[Rows from an object pointing dataset]

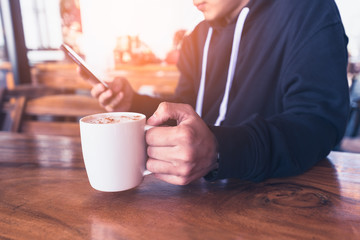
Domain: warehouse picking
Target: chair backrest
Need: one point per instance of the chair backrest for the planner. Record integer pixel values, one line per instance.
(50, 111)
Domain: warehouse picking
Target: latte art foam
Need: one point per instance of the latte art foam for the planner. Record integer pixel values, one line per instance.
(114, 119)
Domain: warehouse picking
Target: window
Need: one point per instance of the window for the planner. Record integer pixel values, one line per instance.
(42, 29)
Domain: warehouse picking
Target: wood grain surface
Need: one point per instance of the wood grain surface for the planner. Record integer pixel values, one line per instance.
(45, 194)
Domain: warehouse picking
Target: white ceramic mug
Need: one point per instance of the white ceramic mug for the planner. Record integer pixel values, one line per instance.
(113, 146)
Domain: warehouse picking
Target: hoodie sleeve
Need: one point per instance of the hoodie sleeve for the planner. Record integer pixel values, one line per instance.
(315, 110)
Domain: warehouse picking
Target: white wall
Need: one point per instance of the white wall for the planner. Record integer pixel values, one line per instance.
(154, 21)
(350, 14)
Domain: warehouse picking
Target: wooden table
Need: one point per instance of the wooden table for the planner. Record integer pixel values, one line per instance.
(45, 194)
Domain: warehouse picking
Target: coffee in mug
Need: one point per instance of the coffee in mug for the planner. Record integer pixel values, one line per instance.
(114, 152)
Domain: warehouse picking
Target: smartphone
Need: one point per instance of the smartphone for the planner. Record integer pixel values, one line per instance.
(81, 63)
...
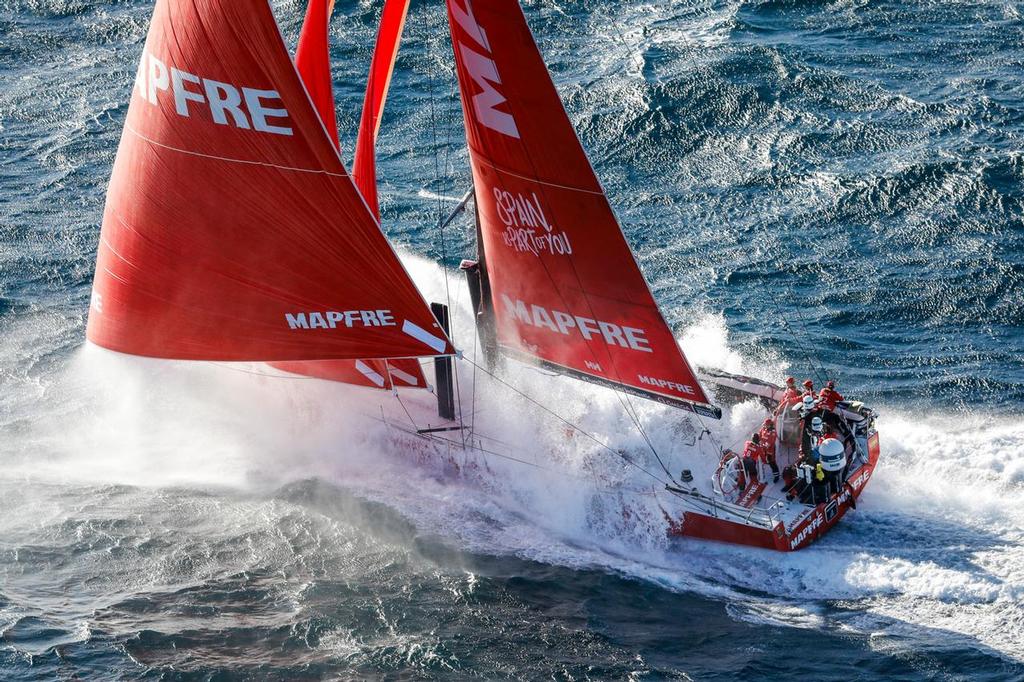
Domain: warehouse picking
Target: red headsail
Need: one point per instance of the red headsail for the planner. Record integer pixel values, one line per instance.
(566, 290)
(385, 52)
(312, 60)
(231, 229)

» **What the task requires**:
Report every line of the data above that contains the string "sleeve", copying each such line in full.

» **Output below**:
Target: hoodie sleeve
Need: one point per instance of the hoodie sleeve for the planner. Record integer pixel values, one line per instance.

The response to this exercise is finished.